------ Text under study

Saturday, March 31, 2012

"How are you feeling?"


If I had a nickel for every time someone asked me this question...

Most of the time when I get asked this question, my answer is a reflex smile and "I'm fine and how are you?" even when it's the furthest thing from the truth. Sometimes someone will catch me off guard when I'm feeling really crappy. That happened last Thursday. I was sitting at my desk at the end of my work day trying very hard to get some work done in spite of screaming joint pain in my hips, an aching back and overwhelming fatigue. A colleague had quietly come through the front door and over to my office without warning.

"Laura, are you ok?" I could have started started to cry at that point, but caught myself. I did have to fess up that I was not doing so well at the moment. The concern in her voice was just too much.

I have taken more sick time than usual lately and most of my co-workers know what is up with me. I have never made a big secret of the fact that I have lupus. Honestly, when it comes to most aspects of my life, I am an open book. Otherwise, why would I blog, right? I probably over-share; in general, I talk too much. I know this about myself, but I have a heck of a hard time censoring myself and just shutting up.

------------

> [Work instruction A]
In the blog post about being asked how you are feeling, why does the writer admit to the colleague that she is not doing well? Answer in one to three sentences.
> [Work instruction B]
Resume the blog post about being asked how you are feeling, starting right after its final sentence.

------ Data excerpts

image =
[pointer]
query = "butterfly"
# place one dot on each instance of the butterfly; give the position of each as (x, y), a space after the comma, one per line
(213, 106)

------------

> [Exercise answer A]
She admits it because the concern in her colleague's voice was too much for her. The question caught her off guard at a moment when she was in pain and exhausted, and she nearly started to cry.

> [Exercise answer B]
So, here is the thing. I have a wonderful husband and 3 fantastic daughters. I have terrific friends and work with very caring people. Now when any of them ask me how I am feeling, I feel obligated to answer as honestly as possible. This requires quite a bit of reflection on my part, but unfortunately seems to be causing my loved ones some concern.  It's gratifying to know how much they care, but worrying them makes me feel guilty. This puts more pressure on me to feel better, so I can feel good about saying, "I'm fine!" and be telling the truth.

It's 5 days past my 2nd infusion. Today I am nauseated, woozy and my lupus symptoms are present and active.

C'mon, Benlysta, do your stuff! I want to feel better and I don't want to worry my loved ones anymore.